Reproduce all records word for word.

___ Material for the task

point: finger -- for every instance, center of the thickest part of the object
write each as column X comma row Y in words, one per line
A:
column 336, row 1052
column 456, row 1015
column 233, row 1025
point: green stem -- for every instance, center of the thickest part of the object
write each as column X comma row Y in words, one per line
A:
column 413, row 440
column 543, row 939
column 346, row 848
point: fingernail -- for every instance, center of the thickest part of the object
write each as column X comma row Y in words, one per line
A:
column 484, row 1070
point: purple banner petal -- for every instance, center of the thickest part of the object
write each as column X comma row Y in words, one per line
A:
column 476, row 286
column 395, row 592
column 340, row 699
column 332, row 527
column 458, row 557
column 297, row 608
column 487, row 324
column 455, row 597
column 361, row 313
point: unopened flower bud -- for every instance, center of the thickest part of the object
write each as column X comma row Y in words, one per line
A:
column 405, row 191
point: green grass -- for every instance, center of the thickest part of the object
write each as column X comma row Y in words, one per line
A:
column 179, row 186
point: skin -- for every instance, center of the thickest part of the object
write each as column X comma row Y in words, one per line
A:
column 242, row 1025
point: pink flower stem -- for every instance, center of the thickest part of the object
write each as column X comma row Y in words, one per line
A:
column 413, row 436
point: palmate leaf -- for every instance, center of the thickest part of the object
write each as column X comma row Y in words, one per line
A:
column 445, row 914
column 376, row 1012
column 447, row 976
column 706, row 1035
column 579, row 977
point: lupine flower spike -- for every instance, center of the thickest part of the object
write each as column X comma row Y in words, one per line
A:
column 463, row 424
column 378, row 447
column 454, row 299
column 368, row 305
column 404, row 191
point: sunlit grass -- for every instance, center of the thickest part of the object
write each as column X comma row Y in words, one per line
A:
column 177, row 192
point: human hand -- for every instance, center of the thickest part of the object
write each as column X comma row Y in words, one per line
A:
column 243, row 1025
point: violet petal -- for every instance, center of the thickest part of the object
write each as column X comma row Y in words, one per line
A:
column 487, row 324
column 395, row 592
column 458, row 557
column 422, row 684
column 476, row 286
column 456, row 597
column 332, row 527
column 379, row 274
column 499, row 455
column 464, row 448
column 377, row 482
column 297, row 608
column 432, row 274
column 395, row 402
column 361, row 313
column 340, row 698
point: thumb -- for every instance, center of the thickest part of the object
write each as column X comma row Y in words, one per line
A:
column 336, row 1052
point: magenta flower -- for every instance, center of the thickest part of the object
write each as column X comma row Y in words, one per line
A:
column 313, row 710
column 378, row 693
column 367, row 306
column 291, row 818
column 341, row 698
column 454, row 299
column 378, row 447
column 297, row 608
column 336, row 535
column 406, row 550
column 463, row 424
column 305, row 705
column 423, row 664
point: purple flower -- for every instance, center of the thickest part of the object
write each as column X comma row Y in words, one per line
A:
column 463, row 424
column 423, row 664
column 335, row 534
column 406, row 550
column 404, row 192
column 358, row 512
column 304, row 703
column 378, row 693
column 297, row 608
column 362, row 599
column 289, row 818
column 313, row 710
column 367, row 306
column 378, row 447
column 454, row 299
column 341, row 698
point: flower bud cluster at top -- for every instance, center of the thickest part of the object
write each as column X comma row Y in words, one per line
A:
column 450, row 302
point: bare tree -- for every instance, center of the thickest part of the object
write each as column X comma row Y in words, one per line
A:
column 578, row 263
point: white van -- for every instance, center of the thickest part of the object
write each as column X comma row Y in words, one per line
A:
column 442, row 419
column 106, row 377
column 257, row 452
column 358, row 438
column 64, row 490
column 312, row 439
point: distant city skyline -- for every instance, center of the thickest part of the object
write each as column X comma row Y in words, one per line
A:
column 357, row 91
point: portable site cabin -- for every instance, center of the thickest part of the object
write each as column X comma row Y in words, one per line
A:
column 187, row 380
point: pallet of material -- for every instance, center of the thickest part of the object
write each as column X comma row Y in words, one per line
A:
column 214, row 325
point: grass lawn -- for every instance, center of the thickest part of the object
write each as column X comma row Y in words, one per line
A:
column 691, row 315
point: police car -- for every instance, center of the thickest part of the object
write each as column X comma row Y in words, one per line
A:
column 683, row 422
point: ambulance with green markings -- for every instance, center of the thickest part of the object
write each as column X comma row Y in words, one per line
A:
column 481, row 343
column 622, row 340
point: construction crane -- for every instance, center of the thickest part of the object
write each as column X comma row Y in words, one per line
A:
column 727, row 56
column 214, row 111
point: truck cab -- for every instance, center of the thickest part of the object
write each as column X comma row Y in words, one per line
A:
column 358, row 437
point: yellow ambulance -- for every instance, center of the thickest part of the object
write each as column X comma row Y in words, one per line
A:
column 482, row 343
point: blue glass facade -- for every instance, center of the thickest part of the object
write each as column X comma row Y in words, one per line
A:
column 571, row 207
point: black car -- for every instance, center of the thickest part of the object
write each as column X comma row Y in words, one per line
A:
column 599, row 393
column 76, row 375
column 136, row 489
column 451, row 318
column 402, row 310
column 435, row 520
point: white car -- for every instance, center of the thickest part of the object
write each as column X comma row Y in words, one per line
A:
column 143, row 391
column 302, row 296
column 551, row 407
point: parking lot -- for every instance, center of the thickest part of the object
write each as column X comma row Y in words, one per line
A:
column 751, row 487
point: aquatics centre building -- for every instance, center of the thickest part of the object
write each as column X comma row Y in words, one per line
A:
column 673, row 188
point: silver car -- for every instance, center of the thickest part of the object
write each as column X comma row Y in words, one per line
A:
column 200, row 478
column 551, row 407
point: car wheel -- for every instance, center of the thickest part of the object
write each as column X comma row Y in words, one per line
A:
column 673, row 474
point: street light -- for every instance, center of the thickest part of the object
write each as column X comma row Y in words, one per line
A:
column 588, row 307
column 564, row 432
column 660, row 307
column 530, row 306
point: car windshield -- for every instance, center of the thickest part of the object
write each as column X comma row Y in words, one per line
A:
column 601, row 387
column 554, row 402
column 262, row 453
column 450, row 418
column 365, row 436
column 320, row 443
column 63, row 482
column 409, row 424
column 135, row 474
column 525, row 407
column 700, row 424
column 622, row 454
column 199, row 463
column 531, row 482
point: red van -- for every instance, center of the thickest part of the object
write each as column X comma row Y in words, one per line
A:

______

◆ **Answer to this task**:
point: finger -- for every instance, center of the thickest part of the object
write each as column X comma row Y in words, one per line
A:
column 336, row 1052
column 456, row 1015
column 233, row 1025
point: green stem -- for every instance, center of the thickest part of the object
write each as column X comma row Y in words, one per line
A:
column 413, row 440
column 543, row 939
column 346, row 848
point: fingernail -- for every instance, center of the thickest part of the object
write each as column X comma row Y in words, one per line
A:
column 484, row 1070
point: purple banner petal -- for every instance, center of the thickest part of the object
write each as column X comma row Y in words, one per line
A:
column 476, row 286
column 395, row 592
column 340, row 699
column 332, row 527
column 458, row 557
column 297, row 608
column 487, row 324
column 455, row 597
column 361, row 313
point: unopened flower bud -- for every instance, center of the thickest part of the object
write each as column X comma row Y in words, one per line
A:
column 405, row 191
point: green grass -- for every instance, center of the thickest part of the object
write each as column X comma row Y in words, one per line
A:
column 179, row 186
point: skin -- for every instance, center of the thickest part of the object
write each as column X comma row Y in words, one per line
A:
column 242, row 1025
point: pink flower stem -- for every instance, center of the thickest part of the object
write each as column X comma row Y in words, one per line
A:
column 413, row 436
point: palmate leaf -- for every instance, center of the thickest part of the object
write each as column X comma row Y in words, one per line
A:
column 445, row 914
column 376, row 1012
column 447, row 976
column 706, row 1035
column 579, row 977
point: lupine flower spike -- for every instance, center of the thickest part of the object
write each as column X comma row Y in words, one per line
A:
column 463, row 424
column 378, row 447
column 454, row 299
column 368, row 305
column 404, row 191
point: sunlit grass -- for every instance, center of the thickest part of the object
write each as column X comma row Y in words, one per line
A:
column 177, row 192
point: human hand -- for every instance, center of the thickest part of the object
write each as column X comma row Y in words, one per line
A:
column 243, row 1025
point: violet petal -- for every instance, center of the thickest part of the object
write each as column X comma row Y in words, one per line
A:
column 487, row 324
column 395, row 592
column 458, row 557
column 422, row 684
column 476, row 286
column 456, row 597
column 332, row 527
column 379, row 274
column 499, row 455
column 464, row 448
column 377, row 482
column 297, row 608
column 432, row 274
column 395, row 402
column 361, row 313
column 340, row 698
point: thumb -- for every instance, center of the thickest part of the object
write each as column X comma row Y in words, one per line
A:
column 336, row 1052
point: magenta flower -- for every instance, center of the thickest part of the object
write each as column X comma row Y in words, one per line
A:
column 313, row 710
column 378, row 693
column 367, row 306
column 291, row 818
column 341, row 698
column 454, row 299
column 378, row 447
column 297, row 608
column 336, row 535
column 406, row 550
column 463, row 424
column 305, row 705
column 423, row 664
point: purple flower -- for every instance, center of the thickest part of the object
write each as column X comma row Y in words, one per line
A:
column 463, row 424
column 423, row 664
column 335, row 534
column 406, row 550
column 404, row 192
column 358, row 512
column 304, row 703
column 378, row 693
column 297, row 608
column 362, row 599
column 289, row 818
column 313, row 710
column 367, row 306
column 378, row 447
column 454, row 299
column 341, row 698
point: flower bud cluster at top -- for every instance, center of the thickest part of the object
write each as column X comma row Y in words, one per line
A:
column 450, row 302
point: bare tree -- for every instance, center of the thickest part of the object
write each as column X comma row Y in words, one per line
A:
column 578, row 263
point: white van -- for every instance, center of the thickest part of the object
write each as column X comma row Y in words, one per line
A:
column 442, row 419
column 106, row 377
column 257, row 452
column 358, row 438
column 64, row 490
column 312, row 439
point: distant city skyline -- for every instance, center of the thickest part of the object
write each as column X comma row Y in words, one per line
A:
column 357, row 91
point: portable site cabin -- for every instance, center of the thickest part of the object
write each as column X comma row Y in words, one per line
A:
column 187, row 380
point: pallet of material -- for every instance, center of the thickest part of the object
write each as column X comma row Y in words, one per line
A:
column 214, row 325
point: grass lawn -- for every instance, center of the thickest part of the object
write each as column X comma row Y in words, one per line
A:
column 691, row 315
point: police car -- for every instance, center of the thickest part of the object
write each as column X comma row Y in words, one per line
A:
column 683, row 422
point: ambulance with green markings -- for every instance, center of the thickest part of the object
write each as column X comma row Y in words, one per line
A:
column 481, row 343
column 622, row 340
point: construction crane -- for every instance, center of the thickest part of the object
write each as column X comma row Y in words, one per line
A:
column 727, row 56
column 214, row 111
point: truck cab -- for every instance, center of the thickest part of the object
write each as column X comma row Y in words, one per line
A:
column 358, row 437
point: yellow ambulance -- for every instance, center of the thickest part of the object
write each as column X comma row Y in words, one per line
A:
column 482, row 343
point: blue glass facade -- for every instance, center of the thickest part of the object
write each as column X comma row Y in words, one per line
A:
column 571, row 207
point: black car -- for every instance, center of the thickest part of the object
write each as column X comma row Y in words, one per line
A:
column 599, row 393
column 76, row 375
column 136, row 489
column 451, row 318
column 402, row 310
column 435, row 520
point: white car -- for every instance, center of the thickest part of the object
write each as column X comma row Y in words, one per line
A:
column 143, row 391
column 302, row 296
column 551, row 407
point: parking lot -- for every instance, center of the thickest part of the object
write each as column X comma row Y in words, one per line
A:
column 751, row 487
point: aquatics centre building -- for every instance, center of the thickest part of the object
write each as column X comma row Y in words, one per line
A:
column 673, row 188
point: silver car -- for every instance, center of the thickest part of the object
write each as column X comma row Y in words, one per line
A:
column 200, row 478
column 551, row 407
point: car wheel -- for every instance, center of the thickest part of the object
write each as column X comma row Y in words, one per line
A:
column 673, row 474
point: street light -- for every instance, center of the thickest part of the object
write each as column X comma row Y in words, one per line
A:
column 588, row 307
column 564, row 432
column 660, row 307
column 530, row 306
point: car windshield -- for every instance, center of the thickest part of the object
write each as column X comma row Y in words, one per line
A:
column 601, row 387
column 554, row 402
column 262, row 453
column 450, row 418
column 365, row 436
column 320, row 443
column 63, row 482
column 409, row 424
column 135, row 474
column 525, row 407
column 700, row 424
column 622, row 454
column 199, row 463
column 531, row 482
point: red van -- for every instance, center of the thickest part of the object
write each as column X comma row Y in words, one per line
A:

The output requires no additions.